#### Task to carry out
Which lines of the entries below run from the one holding "Put a point on every instance of the river" to the one holding "Put a point on every instance of the tall", inclusive? Set down exactly those lines and no others.

#### Data to process
---+---

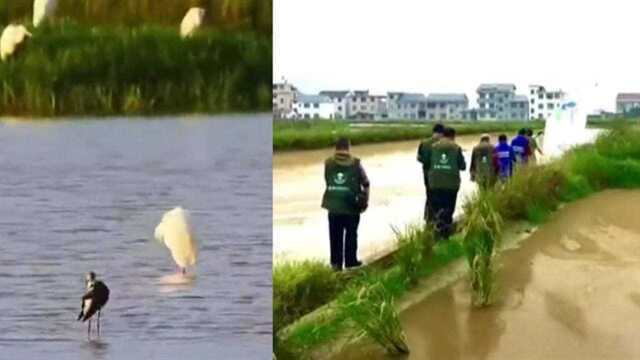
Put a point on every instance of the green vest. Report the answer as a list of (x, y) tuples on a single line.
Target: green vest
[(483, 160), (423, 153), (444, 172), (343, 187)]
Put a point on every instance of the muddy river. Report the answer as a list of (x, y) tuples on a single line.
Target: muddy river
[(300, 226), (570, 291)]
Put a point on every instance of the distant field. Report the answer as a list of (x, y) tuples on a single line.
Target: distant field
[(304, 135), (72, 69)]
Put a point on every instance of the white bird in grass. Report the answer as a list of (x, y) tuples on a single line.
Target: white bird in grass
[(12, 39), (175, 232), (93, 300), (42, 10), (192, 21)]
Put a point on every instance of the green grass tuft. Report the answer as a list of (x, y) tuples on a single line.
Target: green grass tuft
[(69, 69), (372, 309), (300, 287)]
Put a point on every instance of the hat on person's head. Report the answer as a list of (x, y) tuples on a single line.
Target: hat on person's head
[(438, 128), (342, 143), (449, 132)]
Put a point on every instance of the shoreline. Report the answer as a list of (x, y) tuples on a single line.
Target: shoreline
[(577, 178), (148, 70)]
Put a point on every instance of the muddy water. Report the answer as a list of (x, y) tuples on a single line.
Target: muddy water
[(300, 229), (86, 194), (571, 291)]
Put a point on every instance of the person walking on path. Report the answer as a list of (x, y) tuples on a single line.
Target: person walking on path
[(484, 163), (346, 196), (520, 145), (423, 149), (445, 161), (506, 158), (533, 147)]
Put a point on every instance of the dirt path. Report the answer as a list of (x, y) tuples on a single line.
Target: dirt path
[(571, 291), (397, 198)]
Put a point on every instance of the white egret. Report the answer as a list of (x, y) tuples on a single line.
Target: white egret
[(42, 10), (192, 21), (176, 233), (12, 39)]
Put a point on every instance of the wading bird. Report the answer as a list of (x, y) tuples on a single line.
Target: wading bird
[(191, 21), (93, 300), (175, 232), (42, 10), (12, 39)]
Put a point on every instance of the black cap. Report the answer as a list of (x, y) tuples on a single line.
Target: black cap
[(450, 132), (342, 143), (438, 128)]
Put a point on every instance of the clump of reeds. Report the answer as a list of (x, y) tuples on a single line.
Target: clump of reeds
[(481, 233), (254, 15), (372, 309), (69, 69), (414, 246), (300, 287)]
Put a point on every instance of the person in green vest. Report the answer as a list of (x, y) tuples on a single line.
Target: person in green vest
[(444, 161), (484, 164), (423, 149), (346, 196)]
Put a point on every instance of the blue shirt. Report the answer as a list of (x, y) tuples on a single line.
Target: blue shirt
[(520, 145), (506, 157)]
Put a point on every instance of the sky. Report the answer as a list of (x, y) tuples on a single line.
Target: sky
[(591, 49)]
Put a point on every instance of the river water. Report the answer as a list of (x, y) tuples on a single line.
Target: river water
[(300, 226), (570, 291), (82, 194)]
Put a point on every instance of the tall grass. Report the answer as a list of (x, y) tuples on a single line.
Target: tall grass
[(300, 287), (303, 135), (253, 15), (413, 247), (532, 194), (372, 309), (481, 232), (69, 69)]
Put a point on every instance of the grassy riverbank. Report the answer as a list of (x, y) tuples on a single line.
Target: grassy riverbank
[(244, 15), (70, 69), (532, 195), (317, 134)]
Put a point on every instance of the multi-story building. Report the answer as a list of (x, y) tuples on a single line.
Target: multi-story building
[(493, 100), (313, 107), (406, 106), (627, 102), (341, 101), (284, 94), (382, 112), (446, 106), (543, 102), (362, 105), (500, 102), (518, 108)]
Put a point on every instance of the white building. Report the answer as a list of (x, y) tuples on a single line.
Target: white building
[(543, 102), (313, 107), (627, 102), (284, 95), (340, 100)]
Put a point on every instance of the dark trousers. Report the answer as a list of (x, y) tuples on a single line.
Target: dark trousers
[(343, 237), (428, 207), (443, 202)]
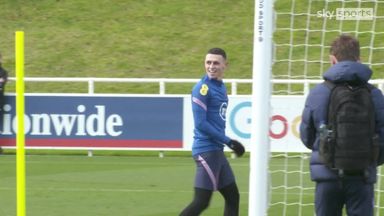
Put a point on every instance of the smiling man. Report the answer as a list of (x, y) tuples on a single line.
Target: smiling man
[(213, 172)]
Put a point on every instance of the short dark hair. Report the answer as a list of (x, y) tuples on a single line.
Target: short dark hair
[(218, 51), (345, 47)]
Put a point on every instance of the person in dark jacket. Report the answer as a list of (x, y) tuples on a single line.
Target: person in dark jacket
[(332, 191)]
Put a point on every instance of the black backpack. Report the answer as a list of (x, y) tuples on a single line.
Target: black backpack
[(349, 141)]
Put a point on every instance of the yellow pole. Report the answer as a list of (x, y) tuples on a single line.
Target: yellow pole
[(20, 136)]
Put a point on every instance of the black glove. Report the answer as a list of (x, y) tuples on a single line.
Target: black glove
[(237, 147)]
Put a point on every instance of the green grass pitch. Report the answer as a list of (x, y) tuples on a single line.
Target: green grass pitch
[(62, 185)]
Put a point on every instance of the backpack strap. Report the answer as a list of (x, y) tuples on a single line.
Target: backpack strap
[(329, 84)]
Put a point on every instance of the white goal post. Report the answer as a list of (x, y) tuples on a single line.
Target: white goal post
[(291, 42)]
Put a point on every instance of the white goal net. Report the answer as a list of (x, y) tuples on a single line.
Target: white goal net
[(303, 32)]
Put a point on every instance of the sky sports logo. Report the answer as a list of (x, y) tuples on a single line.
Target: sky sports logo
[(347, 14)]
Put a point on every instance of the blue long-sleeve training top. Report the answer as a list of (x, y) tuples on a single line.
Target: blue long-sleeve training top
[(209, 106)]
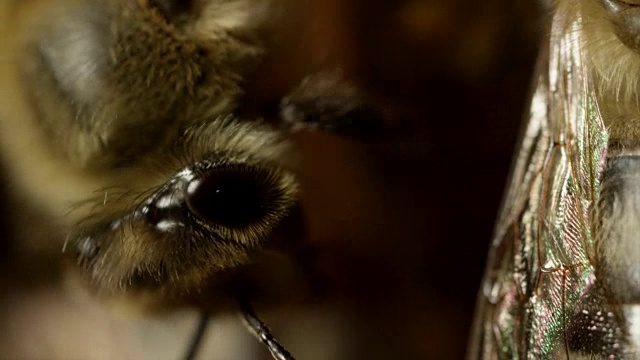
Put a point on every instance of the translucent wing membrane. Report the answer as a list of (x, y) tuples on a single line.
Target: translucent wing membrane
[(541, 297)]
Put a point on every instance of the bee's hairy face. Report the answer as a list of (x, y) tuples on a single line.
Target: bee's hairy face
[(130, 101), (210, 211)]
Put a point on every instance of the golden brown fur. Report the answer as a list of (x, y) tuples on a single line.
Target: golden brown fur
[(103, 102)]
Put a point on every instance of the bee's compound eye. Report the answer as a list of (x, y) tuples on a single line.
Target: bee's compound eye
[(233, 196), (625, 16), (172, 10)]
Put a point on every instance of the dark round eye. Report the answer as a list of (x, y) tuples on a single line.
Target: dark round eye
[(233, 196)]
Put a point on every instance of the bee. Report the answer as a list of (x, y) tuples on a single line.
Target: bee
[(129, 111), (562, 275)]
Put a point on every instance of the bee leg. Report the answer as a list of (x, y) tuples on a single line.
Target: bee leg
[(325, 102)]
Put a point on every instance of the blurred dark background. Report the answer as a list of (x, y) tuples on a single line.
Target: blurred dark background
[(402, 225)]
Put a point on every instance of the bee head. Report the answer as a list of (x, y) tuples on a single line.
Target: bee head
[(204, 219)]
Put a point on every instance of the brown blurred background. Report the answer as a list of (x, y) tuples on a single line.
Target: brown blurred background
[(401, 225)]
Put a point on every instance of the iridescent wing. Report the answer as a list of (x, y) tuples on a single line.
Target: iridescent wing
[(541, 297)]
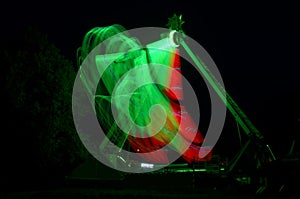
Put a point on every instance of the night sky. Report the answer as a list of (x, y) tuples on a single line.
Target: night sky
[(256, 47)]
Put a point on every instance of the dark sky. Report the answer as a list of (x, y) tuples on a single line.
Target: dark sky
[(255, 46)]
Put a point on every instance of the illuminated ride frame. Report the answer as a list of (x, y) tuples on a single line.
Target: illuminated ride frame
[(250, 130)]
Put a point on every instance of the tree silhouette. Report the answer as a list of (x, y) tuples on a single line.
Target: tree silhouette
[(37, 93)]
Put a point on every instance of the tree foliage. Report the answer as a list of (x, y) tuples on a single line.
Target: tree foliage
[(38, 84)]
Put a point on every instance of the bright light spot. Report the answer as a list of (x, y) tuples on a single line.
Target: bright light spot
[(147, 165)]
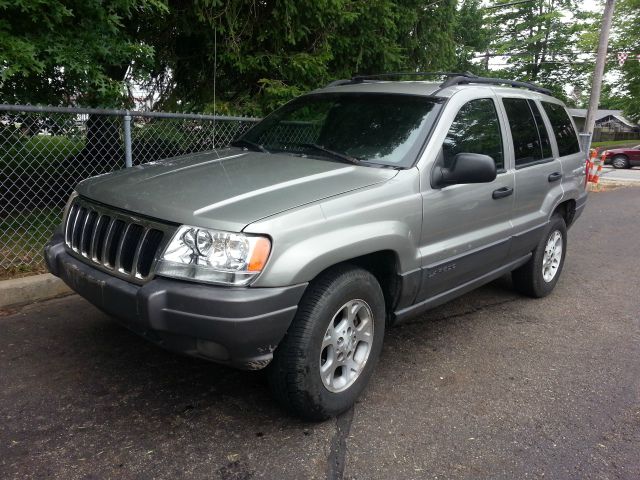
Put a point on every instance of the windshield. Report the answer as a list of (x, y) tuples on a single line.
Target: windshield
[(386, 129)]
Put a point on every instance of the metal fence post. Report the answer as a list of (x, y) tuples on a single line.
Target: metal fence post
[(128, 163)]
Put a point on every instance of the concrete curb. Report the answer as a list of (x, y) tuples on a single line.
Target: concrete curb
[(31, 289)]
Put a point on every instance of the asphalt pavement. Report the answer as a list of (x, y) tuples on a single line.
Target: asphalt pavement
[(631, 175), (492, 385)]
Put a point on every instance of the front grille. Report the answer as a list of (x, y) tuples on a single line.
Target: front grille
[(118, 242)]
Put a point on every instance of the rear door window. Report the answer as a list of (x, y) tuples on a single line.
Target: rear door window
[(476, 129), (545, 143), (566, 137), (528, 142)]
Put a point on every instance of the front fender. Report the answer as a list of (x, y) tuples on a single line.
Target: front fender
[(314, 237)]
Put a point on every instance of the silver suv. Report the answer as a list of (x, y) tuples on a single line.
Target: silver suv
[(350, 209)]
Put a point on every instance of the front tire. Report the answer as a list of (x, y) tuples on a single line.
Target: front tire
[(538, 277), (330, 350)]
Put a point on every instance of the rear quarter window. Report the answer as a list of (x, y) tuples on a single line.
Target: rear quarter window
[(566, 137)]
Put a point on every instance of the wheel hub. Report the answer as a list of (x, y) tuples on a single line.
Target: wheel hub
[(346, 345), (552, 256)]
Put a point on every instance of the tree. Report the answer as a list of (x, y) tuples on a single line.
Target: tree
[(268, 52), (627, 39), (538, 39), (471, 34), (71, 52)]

---+---

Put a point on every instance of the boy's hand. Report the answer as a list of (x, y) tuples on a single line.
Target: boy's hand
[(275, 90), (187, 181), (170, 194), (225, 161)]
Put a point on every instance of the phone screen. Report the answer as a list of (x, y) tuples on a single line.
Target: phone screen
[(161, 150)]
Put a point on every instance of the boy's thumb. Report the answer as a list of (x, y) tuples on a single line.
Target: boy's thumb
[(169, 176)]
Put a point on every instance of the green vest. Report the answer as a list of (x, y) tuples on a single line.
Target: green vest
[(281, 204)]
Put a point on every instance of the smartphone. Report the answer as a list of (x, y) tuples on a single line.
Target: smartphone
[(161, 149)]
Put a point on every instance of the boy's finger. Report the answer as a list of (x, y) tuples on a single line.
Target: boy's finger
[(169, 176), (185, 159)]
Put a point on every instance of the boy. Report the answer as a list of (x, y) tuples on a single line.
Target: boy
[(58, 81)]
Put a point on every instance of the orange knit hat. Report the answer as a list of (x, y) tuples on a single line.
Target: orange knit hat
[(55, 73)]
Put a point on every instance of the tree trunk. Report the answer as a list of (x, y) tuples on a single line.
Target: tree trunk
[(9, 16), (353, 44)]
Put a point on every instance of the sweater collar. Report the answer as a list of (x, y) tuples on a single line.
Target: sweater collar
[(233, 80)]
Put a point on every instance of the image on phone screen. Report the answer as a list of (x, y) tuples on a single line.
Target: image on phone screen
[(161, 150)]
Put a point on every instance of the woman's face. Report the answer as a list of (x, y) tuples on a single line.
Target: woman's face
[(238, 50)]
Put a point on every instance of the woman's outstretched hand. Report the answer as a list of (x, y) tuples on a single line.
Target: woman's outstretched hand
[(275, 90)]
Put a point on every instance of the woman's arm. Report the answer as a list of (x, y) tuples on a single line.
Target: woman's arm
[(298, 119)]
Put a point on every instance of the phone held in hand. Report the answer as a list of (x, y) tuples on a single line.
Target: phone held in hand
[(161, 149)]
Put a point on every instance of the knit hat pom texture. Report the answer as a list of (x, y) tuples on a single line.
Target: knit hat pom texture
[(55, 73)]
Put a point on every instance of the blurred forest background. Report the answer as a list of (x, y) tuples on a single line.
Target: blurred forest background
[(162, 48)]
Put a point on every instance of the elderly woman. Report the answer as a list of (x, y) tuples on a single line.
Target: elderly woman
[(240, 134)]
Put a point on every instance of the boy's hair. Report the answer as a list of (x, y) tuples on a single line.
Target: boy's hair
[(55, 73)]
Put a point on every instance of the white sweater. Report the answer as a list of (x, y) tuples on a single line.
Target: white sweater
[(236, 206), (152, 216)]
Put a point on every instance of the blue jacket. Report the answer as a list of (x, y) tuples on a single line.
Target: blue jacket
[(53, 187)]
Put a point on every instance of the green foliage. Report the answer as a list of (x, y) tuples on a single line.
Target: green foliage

---+---

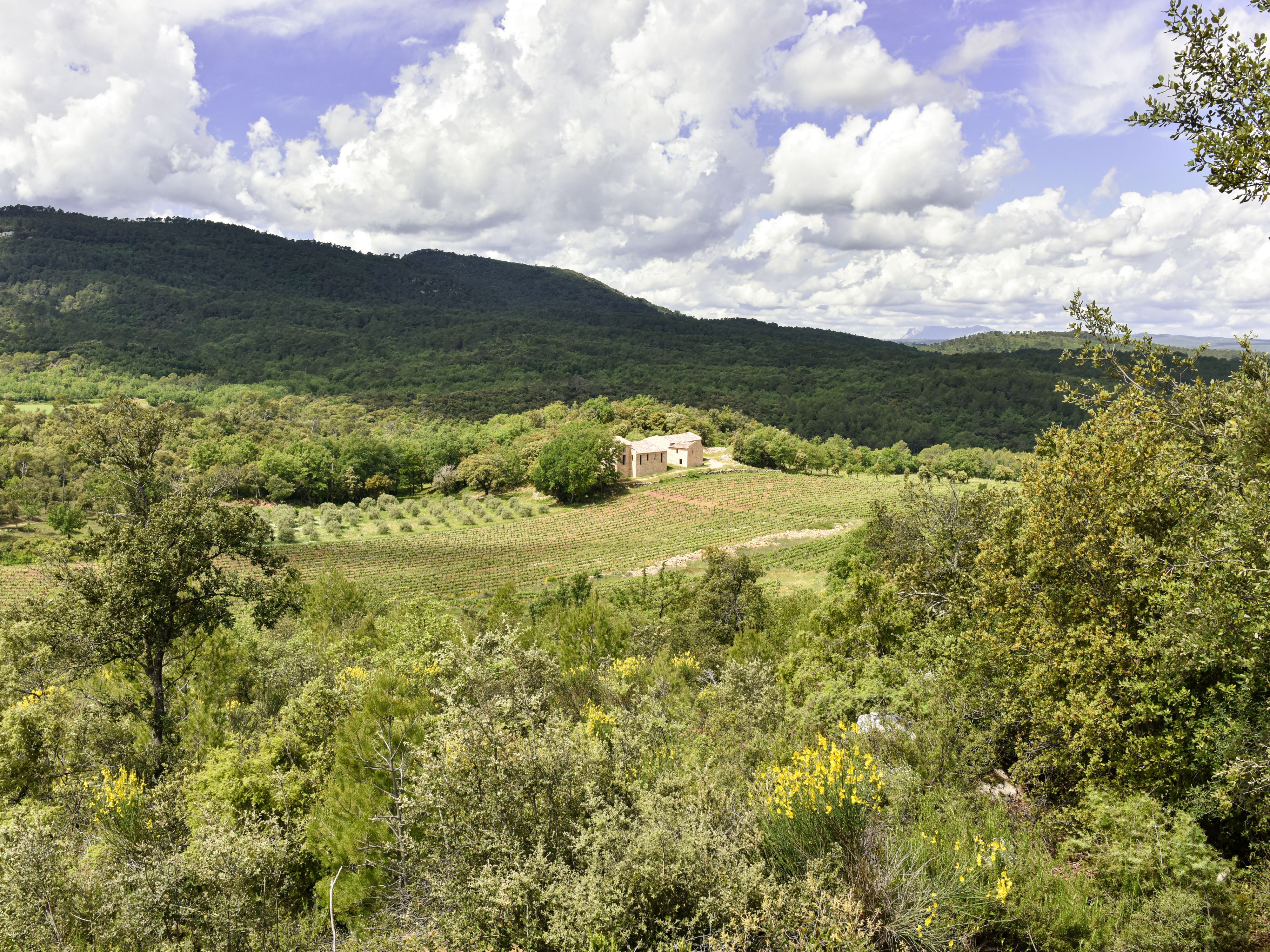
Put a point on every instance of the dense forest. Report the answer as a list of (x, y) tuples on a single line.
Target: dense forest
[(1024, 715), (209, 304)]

---+---

#### Final answer
Put a point on every instance of the river water. Report the answer as a list of (x, y) tuples on a single line.
Target: river water
[(300, 226), (570, 291), (82, 194)]
Put a point on every instance of the tall grass. Report the answer as a list of (x, y) tuples on a single line.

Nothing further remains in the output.